PROBLEM DESCRIPTION: Produce an exact transcript of all the records.

Records from a dataset

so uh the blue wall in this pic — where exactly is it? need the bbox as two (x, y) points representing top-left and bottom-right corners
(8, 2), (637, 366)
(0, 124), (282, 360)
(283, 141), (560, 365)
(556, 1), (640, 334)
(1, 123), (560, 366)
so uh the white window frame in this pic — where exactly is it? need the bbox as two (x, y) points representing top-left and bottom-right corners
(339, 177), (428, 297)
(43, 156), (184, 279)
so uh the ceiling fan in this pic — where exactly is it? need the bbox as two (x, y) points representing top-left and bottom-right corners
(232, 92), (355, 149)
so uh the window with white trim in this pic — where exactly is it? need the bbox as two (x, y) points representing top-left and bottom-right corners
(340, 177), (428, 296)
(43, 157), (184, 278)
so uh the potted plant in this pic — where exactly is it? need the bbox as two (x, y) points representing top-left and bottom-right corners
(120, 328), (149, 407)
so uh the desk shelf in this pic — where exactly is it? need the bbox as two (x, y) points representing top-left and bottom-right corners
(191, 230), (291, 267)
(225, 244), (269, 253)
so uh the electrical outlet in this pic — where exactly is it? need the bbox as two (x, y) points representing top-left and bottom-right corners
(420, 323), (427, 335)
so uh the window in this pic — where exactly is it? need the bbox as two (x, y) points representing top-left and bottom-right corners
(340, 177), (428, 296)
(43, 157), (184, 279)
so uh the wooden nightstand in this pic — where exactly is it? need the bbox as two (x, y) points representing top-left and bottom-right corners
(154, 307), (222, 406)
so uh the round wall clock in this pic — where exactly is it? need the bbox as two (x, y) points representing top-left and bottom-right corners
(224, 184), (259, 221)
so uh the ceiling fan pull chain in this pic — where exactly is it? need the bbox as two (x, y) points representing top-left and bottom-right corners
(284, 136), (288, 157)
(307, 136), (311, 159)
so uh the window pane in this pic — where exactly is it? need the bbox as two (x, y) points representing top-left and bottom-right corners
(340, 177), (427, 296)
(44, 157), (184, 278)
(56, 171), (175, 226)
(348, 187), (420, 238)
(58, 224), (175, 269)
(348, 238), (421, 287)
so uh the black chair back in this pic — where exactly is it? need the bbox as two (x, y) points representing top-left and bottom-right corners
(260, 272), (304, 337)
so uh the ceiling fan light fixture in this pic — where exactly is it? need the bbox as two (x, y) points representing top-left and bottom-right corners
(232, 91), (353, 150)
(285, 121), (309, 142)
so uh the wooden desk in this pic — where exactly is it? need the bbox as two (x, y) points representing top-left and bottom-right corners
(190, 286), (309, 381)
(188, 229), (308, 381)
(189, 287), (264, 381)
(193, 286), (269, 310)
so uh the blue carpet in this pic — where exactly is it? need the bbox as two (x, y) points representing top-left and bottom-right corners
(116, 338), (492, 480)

EXERCISE ANSWER:
so uh the blue wall in this pic — where exactly is it? need the bbox as two (x, y) points representing top-left and bottom-right corners
(8, 2), (637, 366)
(0, 124), (282, 360)
(283, 141), (560, 365)
(556, 1), (640, 334)
(1, 123), (560, 366)
so uh the white window frame in this pic — where exactly is it? need the bbox as two (x, y) points representing top-left and bottom-right corners
(339, 177), (428, 297)
(43, 156), (184, 279)
so uh the ceiling fan in this pic — where exactly is it? need the bbox as two (x, y) points representing top-left and bottom-right corners
(232, 92), (355, 149)
so uh the window with white trim in this pic — where exactly is it? need the bbox as two (x, y) points representing top-left and bottom-right corners
(340, 177), (428, 296)
(43, 157), (184, 278)
so uh the potted plant in this pic — where exactly is it? need the bbox as two (x, y) points representing top-left and bottom-right corners
(120, 328), (149, 407)
so uh the desk shelf in this pic — where exactly is it? need the bbox as two (x, y) points representing top-left and bottom-right corners
(191, 230), (291, 267)
(225, 244), (269, 253)
so uh the electrical outlet in this pic — where exactly is it? need the bbox as two (x, y) points representing top-left and bottom-right corners
(420, 323), (427, 335)
so uh the window in this pic — where exactly is it? need the bbox as two (x, y) points representing top-left and bottom-right corners
(340, 177), (428, 296)
(43, 157), (184, 279)
so uh the wooden nightstand in this pic — where exactly is it? need the bbox as two (x, y) points representing top-left and bottom-right corners
(154, 307), (222, 406)
so uh the round wall clock in this pic — where exactly is it? need the bbox as two (x, y) points representing top-left and bottom-right corners
(224, 184), (259, 221)
so uh the ceiling fan pull chain in this pic — where exactly is it? need the bbox as two (x, y) points representing top-left and bottom-right corners
(284, 136), (288, 157)
(307, 136), (311, 159)
so uh the window pane in this pic — where exactly is it? need the bbox as two (x, y) points representing top-left and bottom-right corners
(340, 177), (427, 296)
(44, 157), (184, 278)
(56, 171), (175, 226)
(348, 187), (420, 238)
(58, 224), (175, 269)
(348, 238), (421, 287)
so uh the black chair back in this pic — where exactly is it? need the bbox as two (x, y) points representing top-left and bottom-right corners
(260, 272), (304, 337)
so uh the ceiling fan light fixture in this pic — where exactly is it? need the bbox as two (x, y) points representing top-left and bottom-right corners
(232, 91), (353, 150)
(285, 121), (309, 142)
so uh the wooden desk in this pic — where exactly is it? need the bbox as two (x, y) points representing top-left and bottom-right corners
(190, 286), (309, 381)
(188, 229), (308, 381)
(189, 287), (264, 381)
(193, 286), (269, 310)
so uh the blue carpet in this pic — where exactly is it? need the bbox as two (x, y) points representing top-left and bottom-right corners
(116, 338), (492, 480)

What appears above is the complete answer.